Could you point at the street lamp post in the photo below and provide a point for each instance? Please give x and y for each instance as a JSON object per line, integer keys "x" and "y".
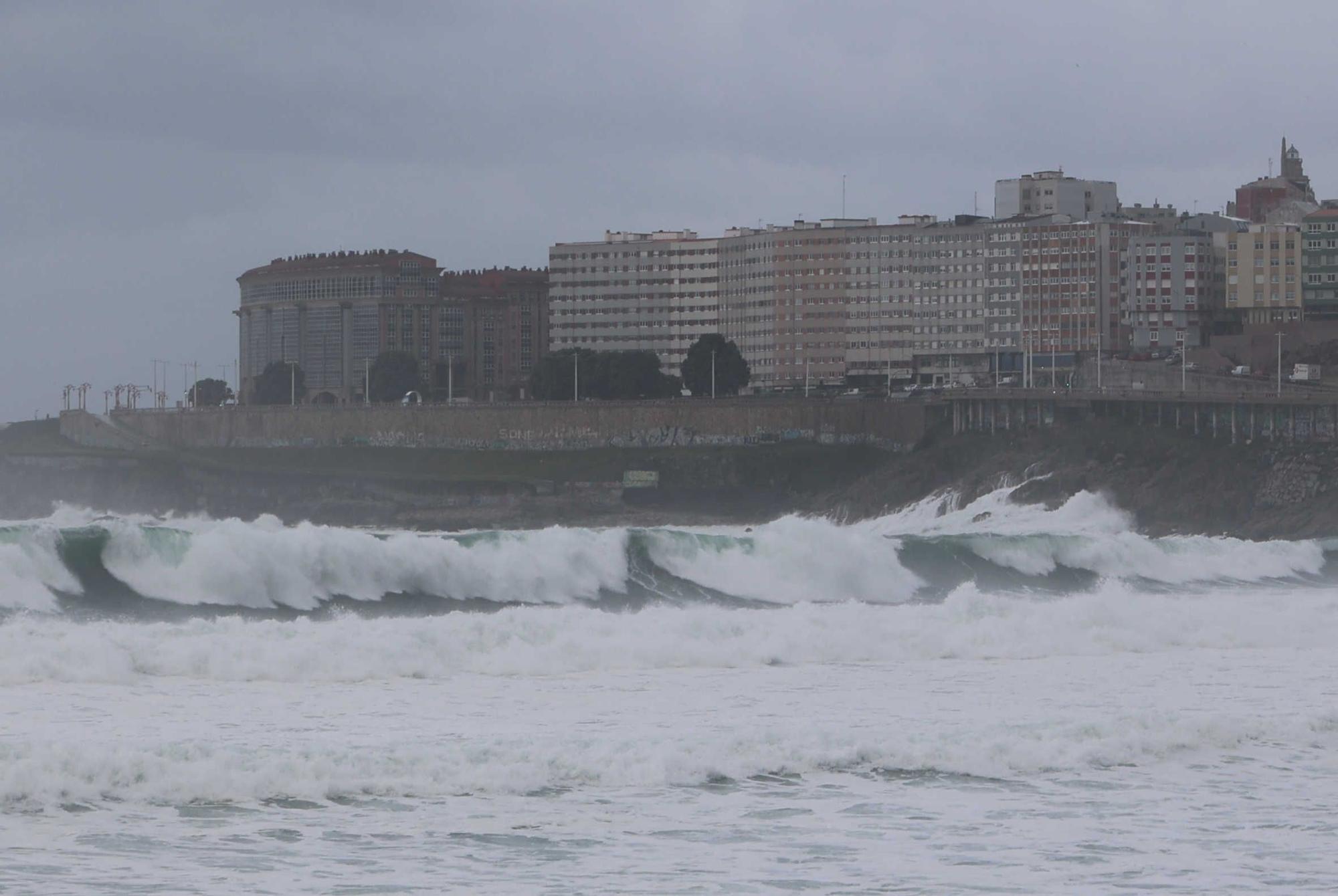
{"x": 1280, "y": 363}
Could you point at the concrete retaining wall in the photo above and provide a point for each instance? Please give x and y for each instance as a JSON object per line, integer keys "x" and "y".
{"x": 525, "y": 427}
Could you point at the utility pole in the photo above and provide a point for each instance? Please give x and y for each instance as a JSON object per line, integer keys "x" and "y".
{"x": 1185, "y": 351}
{"x": 1280, "y": 364}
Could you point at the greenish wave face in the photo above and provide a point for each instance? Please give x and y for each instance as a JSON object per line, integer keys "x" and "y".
{"x": 147, "y": 570}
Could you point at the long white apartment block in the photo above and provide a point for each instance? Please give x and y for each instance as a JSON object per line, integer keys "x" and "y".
{"x": 635, "y": 291}
{"x": 833, "y": 302}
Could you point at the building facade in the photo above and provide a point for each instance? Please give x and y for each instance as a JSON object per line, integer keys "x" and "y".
{"x": 332, "y": 314}
{"x": 1277, "y": 200}
{"x": 1170, "y": 287}
{"x": 635, "y": 291}
{"x": 1320, "y": 264}
{"x": 1165, "y": 217}
{"x": 1071, "y": 286}
{"x": 1262, "y": 275}
{"x": 1048, "y": 193}
{"x": 493, "y": 327}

+--

• _Activity_
Reproduce the whole listing verbatim and keep all pictures out of it.

• _Solution to this exercise_
Could you point at the street lamp post in the photo below and provide a point for each instance? Please give x and y for each instance as a JSON object per line, integer keys "x" and "y".
{"x": 1280, "y": 363}
Could you point at the concrete retaining wall in the photo above and provide a point for each instance? Please give x and y for each instance as a JSON object per line, integer keys "x" and "y".
{"x": 525, "y": 427}
Could you point at the utility pole in the photo above and provide a point for each instance? Please give x and y for each instance as a JSON object per line, integer keys "x" and "y".
{"x": 1185, "y": 351}
{"x": 1280, "y": 364}
Could you point at the greenish wave face in the photo above and provide a point for each instance? Please give x and y for each instance as a JSON object per line, integer keys "x" and "y".
{"x": 147, "y": 570}
Could you point at the long white apartment block in the photo above and provide a point for each instance? Please give x and y for each instance as a JSON object per line, integer keys "x" and "y".
{"x": 635, "y": 291}
{"x": 833, "y": 302}
Could you point at the building facade in the photo above and provide a point for each instance? Please give x and y for each instance as a JSON object per line, integer keys "x" and "y".
{"x": 332, "y": 314}
{"x": 1277, "y": 200}
{"x": 1170, "y": 287}
{"x": 635, "y": 291}
{"x": 1320, "y": 264}
{"x": 1165, "y": 217}
{"x": 1071, "y": 286}
{"x": 1262, "y": 275}
{"x": 1048, "y": 193}
{"x": 493, "y": 327}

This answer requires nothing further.